(Stored items)
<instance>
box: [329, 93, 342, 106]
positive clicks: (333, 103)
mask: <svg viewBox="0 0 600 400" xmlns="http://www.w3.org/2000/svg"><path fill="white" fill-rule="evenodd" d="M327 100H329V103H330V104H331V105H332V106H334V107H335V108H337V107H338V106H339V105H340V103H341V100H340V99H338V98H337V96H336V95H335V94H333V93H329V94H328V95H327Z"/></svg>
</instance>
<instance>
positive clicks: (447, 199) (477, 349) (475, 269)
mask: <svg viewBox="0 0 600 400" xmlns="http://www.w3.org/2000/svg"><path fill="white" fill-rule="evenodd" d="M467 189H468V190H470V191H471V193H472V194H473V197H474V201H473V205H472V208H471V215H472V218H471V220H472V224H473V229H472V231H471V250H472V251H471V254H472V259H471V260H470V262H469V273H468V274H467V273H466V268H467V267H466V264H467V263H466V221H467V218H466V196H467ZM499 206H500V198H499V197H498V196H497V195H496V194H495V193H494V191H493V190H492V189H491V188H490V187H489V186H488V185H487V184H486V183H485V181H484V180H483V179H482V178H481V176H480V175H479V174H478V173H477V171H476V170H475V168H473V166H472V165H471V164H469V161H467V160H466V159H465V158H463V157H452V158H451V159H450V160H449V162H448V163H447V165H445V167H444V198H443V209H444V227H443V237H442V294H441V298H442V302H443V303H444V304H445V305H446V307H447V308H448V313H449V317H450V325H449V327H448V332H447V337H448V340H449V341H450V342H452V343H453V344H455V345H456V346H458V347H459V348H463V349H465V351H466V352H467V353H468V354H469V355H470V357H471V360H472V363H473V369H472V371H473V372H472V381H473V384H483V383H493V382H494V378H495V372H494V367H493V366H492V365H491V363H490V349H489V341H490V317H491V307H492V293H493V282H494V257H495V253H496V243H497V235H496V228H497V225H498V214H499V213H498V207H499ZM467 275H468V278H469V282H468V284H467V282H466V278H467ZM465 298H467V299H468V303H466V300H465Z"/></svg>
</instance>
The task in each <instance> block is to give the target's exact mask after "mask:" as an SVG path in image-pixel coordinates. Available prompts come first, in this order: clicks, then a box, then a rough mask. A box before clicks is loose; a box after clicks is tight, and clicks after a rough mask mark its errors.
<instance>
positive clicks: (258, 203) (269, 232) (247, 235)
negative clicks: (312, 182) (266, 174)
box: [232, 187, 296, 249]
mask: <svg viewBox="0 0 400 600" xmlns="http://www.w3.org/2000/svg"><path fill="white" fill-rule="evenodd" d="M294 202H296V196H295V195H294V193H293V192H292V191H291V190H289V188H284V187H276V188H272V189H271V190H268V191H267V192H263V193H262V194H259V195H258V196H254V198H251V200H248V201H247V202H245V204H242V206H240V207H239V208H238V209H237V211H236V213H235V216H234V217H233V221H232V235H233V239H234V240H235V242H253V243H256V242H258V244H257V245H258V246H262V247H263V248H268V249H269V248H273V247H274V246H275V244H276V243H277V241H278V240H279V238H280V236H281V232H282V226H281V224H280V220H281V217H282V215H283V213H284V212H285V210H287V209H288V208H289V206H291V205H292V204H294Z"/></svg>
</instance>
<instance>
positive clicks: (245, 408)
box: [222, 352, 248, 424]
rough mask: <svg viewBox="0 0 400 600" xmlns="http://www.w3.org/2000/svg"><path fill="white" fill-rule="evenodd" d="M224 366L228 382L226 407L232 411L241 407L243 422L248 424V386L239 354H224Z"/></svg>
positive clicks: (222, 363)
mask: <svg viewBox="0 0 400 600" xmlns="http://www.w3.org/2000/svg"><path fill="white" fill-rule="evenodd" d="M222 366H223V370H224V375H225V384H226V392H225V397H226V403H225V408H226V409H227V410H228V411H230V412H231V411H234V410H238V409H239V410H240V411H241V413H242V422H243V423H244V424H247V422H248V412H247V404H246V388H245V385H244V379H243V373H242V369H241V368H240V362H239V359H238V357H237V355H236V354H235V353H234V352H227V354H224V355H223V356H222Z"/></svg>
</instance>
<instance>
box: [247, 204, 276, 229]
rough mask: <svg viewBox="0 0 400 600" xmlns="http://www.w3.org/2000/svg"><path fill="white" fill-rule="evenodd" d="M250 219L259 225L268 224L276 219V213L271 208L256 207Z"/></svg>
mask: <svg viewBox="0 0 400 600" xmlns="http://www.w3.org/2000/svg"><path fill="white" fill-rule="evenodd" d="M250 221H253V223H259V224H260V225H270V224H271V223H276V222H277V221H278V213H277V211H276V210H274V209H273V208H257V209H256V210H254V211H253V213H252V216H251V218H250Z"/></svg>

◆ EXERCISE DIRECTIONS: In the entries above, the lines from the one bearing "positive clicks: (245, 408)" up to and including the one bearing "366L228 382L226 407L232" should be transcribed exactly; no other line is wanted.

◆ EXERCISE ANSWER:
positive clicks: (245, 408)
box: [222, 352, 248, 424]
rough mask: <svg viewBox="0 0 400 600" xmlns="http://www.w3.org/2000/svg"><path fill="white" fill-rule="evenodd" d="M224 366L228 382L226 407L232 411L241 407L243 422L248 424V386L239 354H224Z"/></svg>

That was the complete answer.